── RECORDED INFORMATION ──
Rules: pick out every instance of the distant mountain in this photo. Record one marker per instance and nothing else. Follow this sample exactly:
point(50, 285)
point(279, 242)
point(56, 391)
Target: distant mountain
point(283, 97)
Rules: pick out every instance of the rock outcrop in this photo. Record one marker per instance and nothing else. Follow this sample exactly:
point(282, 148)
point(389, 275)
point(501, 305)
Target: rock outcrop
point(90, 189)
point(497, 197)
───
── RECORDED INFORMATION ──
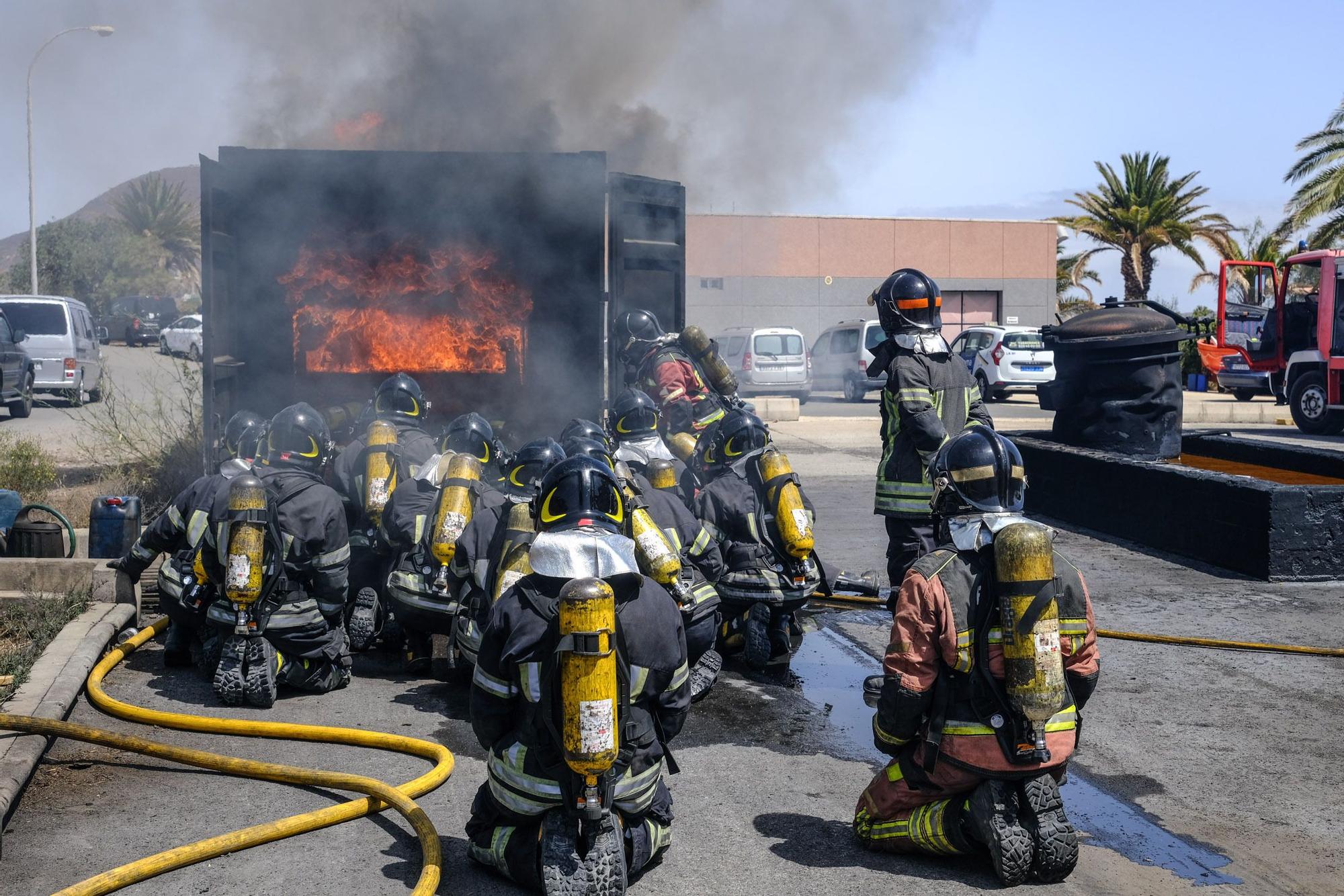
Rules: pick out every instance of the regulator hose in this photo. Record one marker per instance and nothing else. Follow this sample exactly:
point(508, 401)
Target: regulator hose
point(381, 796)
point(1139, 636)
───
EXERCISE: Can you reproduce, word for word, the stretch of items from the line containing "Rules: pick out every instance of the rock" through the line containing "point(497, 197)"?

EXERCISE RESULT:
Rules: pick out every instance of the rock outcrop in this photo. Record one marker per instance and nothing else. Follow this sample exactly:
point(282, 148)
point(389, 275)
point(501, 305)
Target: rock outcrop
point(90, 189)
point(497, 197)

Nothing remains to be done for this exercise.